#### Data for this task
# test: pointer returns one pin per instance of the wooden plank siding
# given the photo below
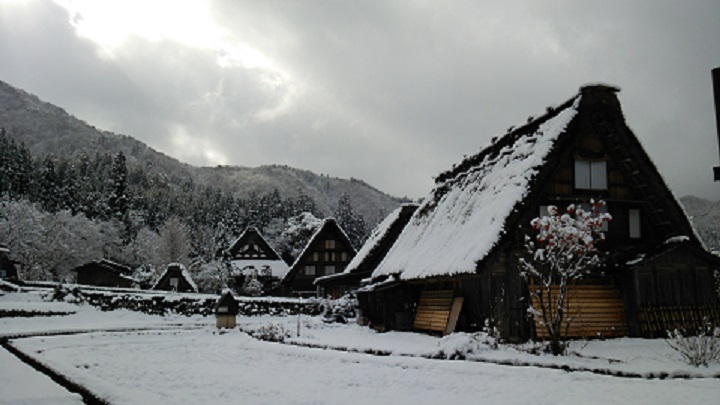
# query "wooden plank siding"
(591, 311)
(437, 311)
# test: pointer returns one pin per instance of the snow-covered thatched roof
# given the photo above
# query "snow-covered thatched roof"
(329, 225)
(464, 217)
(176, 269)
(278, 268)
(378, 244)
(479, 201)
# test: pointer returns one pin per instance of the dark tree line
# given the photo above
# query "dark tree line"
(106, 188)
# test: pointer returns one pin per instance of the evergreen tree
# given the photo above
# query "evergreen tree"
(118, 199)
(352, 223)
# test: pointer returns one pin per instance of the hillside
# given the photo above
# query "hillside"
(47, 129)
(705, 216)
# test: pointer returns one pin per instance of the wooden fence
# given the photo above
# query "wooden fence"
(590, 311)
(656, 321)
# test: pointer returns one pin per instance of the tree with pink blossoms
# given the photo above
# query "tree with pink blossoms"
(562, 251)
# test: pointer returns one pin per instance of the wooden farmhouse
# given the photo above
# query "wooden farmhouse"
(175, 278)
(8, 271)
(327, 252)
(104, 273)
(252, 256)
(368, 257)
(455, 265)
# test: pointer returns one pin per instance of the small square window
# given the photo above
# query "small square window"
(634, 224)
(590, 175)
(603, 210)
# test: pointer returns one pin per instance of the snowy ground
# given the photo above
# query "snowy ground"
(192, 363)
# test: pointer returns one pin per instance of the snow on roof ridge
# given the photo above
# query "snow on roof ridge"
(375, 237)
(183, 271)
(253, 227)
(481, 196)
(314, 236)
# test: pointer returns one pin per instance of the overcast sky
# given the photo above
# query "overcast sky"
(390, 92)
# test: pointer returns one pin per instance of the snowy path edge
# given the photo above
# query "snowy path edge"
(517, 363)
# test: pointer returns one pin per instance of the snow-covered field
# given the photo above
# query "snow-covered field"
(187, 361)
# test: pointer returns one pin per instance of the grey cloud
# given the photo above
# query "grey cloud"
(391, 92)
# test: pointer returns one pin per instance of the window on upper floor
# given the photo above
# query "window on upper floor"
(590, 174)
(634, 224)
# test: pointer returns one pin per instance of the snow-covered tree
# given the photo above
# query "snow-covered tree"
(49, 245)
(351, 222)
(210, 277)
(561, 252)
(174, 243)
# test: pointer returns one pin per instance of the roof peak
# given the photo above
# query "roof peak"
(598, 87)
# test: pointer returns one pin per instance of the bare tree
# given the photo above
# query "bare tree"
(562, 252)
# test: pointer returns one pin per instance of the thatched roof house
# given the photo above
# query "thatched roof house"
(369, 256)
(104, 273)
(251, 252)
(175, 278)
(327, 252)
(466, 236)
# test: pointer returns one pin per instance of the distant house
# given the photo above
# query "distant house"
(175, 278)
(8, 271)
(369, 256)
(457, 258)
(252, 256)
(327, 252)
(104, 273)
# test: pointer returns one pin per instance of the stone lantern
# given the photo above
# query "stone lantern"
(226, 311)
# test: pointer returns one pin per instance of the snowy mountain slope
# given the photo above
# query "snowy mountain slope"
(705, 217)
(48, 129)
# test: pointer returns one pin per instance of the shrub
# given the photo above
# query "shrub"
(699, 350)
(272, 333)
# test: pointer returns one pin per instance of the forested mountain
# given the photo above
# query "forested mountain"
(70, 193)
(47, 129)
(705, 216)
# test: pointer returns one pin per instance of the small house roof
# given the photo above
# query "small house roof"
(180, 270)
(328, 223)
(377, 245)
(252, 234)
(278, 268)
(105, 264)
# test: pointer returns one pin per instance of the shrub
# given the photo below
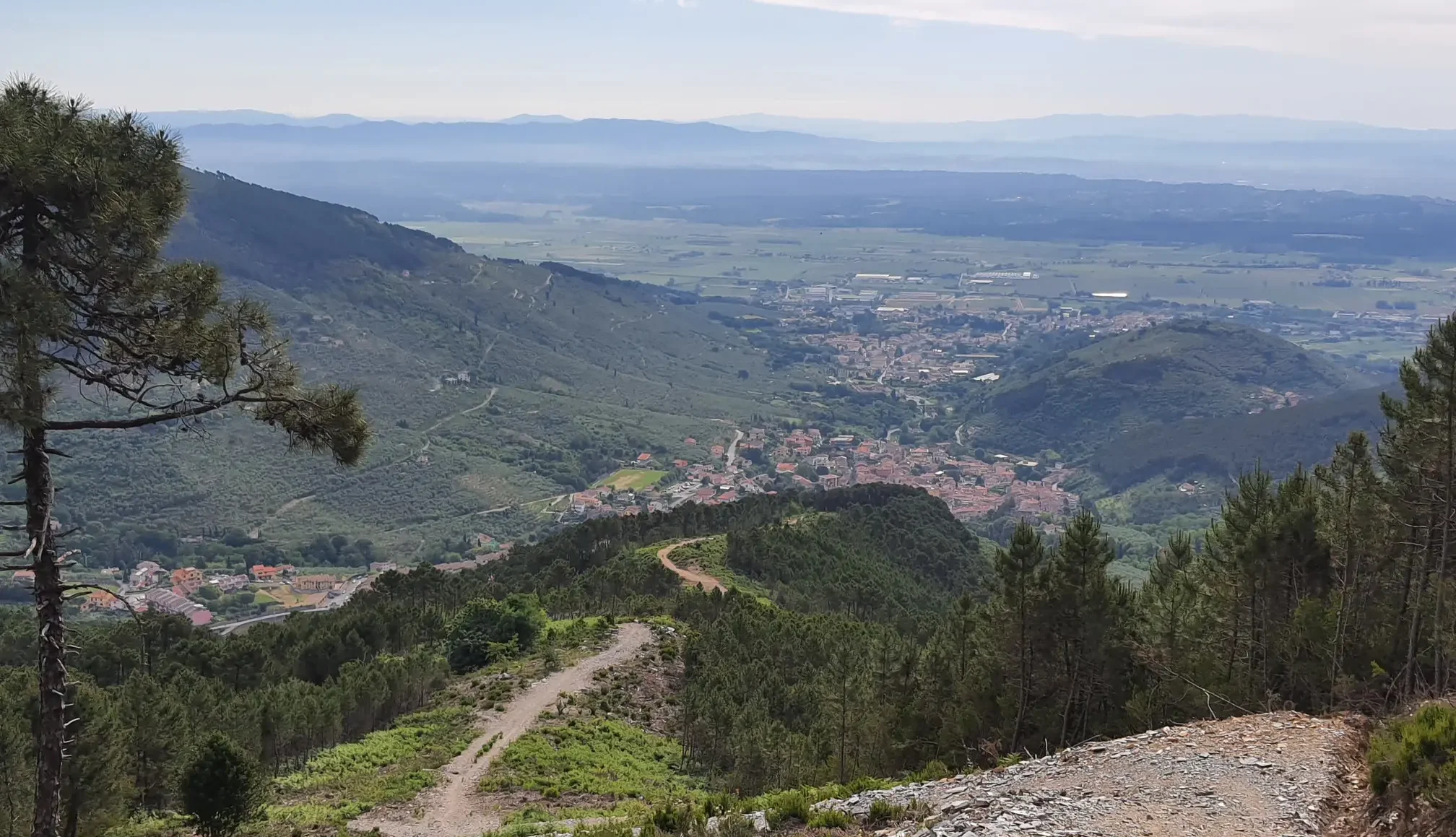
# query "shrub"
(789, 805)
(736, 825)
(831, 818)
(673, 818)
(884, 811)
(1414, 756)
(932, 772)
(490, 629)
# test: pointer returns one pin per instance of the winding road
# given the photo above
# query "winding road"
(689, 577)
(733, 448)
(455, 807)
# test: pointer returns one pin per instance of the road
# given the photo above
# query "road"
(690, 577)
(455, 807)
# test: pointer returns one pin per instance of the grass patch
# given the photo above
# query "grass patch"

#### Task to carry out
Only lines holding the word "patch" are wanted, so copy each of them from the records above.

#### Finished exercise
# test: pointer returns one pin per instance of the grass patch
# query "grass patch"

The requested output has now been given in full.